> _What to do_: Report back every line from the entries below in which the word "animal" occurs.

(Dataset items)
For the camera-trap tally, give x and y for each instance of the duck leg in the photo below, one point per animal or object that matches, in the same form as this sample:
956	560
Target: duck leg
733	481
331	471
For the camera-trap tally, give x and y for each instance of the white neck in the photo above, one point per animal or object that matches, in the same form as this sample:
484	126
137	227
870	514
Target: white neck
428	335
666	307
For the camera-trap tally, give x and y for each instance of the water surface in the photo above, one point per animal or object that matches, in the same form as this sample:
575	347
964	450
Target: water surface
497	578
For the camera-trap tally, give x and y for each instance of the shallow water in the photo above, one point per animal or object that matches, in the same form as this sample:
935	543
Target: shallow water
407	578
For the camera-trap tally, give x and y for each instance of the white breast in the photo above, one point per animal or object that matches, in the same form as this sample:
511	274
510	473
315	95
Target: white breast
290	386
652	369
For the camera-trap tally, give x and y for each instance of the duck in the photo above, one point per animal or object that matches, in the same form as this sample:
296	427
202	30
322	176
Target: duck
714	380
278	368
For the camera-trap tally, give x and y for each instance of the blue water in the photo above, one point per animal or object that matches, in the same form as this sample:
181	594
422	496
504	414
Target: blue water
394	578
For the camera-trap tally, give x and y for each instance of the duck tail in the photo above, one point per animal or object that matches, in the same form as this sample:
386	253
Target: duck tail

> _Response below_:
For the camera-trap tally, give x and y for each instance of the duck leg in the photo below, one point per animal or object that matches, in the same form as this sample:
For the camera-trap tally, give x and y for each instance of the white neck in the photo above, one point per animal or object that matches, in the same form as this sample:
For the camera-trap tally, give x and y for each instance of the water surface in the photo above, one point per animal or object that matches, in the same form as this sample:
For the camera-trap tally, give x and y for each instance of the shallow water in the photo above, one point per animal or object that matches, in the same form as this sample:
For the camera-trap tally, give x and y for each instance of the white breast in the photo above, one point per animal or object that matches, in the same form as this sample:
For the camera-trap tally, give x and y for each instance of the duck in the photo above, one point per animal or object that matches, in the same form as this sample:
For the camera-trap tally, give x and y for each instance of the blue water in the photo above, one point per animal or object that matches, in the same form as this sample:
For the camera-trap tally, give x and y for each instance of the duck tail in the photo above, one point per animal or object that matches, in the same form as this sample:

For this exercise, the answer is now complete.